Do you ever feel like you’re stuck in a fashion rut? *turns around in chair to face camera from the other side* I’ve been there.
Okay, that’s enough of that, but really, do you? And really, I have been there. I’m there constantly. I’ll do this thing where I’ll catch myself wearing the same outfit in the exact same way and it makes me feel dead inside. I couldn’t change, like, one thing about the entire situation? We’re keeping the socks the same, too? Tragic.
When this happens people are quick to suggest looking at fashion blogs or magazines. Honestly? They’re fine. I’ll look at them, sure. But after enough pictures, it all feels too polished and in general they all seem seem to wonder if you’ve just considered looking rich and beautiful? Or they suggest going shopping! Spice up your wardrobe. Get out there and spend some cash, girl, you deserve it. Except, no, I don’t, and do any of us, really?

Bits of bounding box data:
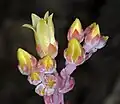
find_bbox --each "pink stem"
[44,90,64,104]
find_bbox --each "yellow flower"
[17,48,36,75]
[83,22,109,53]
[23,12,58,58]
[64,38,84,65]
[68,18,84,42]
[38,55,56,73]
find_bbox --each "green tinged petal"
[36,19,50,56]
[31,13,40,28]
[48,13,55,44]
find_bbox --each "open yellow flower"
[64,38,84,65]
[23,12,58,58]
[67,18,84,42]
[17,48,37,75]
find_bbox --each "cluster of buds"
[17,12,108,104]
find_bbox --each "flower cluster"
[17,12,108,104]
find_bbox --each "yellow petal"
[41,55,54,70]
[36,19,50,58]
[44,11,49,20]
[89,22,96,28]
[91,24,100,37]
[17,48,32,69]
[30,72,40,81]
[70,18,82,33]
[31,13,40,28]
[66,38,83,62]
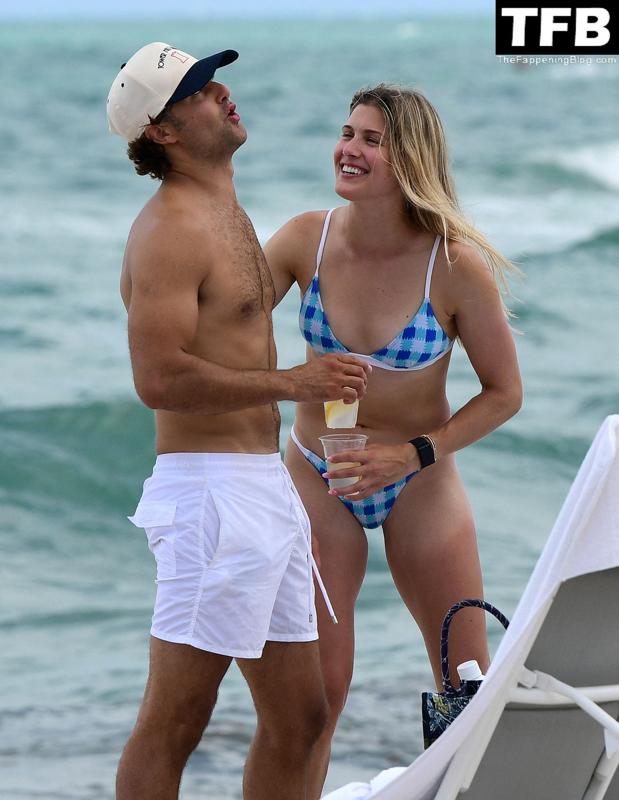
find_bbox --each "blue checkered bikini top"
[299,209,453,370]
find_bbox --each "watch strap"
[409,435,436,469]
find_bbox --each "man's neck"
[162,161,236,203]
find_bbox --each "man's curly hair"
[127,108,175,181]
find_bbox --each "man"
[108,42,367,800]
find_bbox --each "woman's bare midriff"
[294,346,451,456]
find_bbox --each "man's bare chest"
[203,209,275,317]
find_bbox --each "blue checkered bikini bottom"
[290,428,417,528]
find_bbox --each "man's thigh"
[236,640,327,731]
[138,636,232,726]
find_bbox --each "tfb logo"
[496,0,619,55]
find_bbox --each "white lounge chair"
[323,415,619,800]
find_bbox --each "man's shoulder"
[124,204,209,290]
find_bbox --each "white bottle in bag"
[456,659,486,694]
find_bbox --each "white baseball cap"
[107,42,239,142]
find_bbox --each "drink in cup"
[325,400,359,428]
[320,433,368,489]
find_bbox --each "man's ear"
[144,122,178,144]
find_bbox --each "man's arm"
[128,226,367,414]
[264,211,324,307]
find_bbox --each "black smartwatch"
[409,435,436,469]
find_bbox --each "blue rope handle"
[441,600,509,694]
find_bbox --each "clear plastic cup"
[320,433,368,489]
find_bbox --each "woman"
[265,84,522,797]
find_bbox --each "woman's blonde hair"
[350,83,521,304]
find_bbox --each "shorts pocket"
[127,500,176,581]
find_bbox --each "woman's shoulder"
[277,209,329,237]
[264,210,334,285]
[444,239,494,283]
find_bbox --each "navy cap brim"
[166,50,239,106]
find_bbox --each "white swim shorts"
[129,453,335,658]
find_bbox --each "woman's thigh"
[383,457,488,686]
[285,440,368,706]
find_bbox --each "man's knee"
[259,698,329,761]
[134,693,217,760]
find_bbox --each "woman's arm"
[325,244,522,500]
[422,245,522,458]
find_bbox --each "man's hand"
[286,353,372,404]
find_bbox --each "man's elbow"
[135,373,169,411]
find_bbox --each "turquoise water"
[0,14,619,800]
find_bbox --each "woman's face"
[333,105,401,200]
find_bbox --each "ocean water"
[0,18,619,800]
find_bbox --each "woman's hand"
[322,442,421,500]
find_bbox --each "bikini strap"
[316,208,335,272]
[424,236,443,300]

EXERCISE TASK 1: Set down everything in the post about being stuck in a fashion rut, from "Do you ever" down to "same, too? Tragic.".
EXERCISE TASK 2: Work out how many lines of the listing above contain the word "strap", and give only that number.

EXERCISE OUTPUT 1:
Do you ever feel like you’re stuck in a fashion rut? *turns around in chair to face camera from the other side* I’ve been there.
Okay, that’s enough of that, but really, do you? And really, I have been there. I’m there constantly. I’ll do this thing where I’ll catch myself wearing the same outfit in the exact same way and it makes me feel dead inside. I couldn’t change, like, one thing about the entire situation? We’re keeping the socks the same, too? Tragic.

EXERCISE OUTPUT 2: 2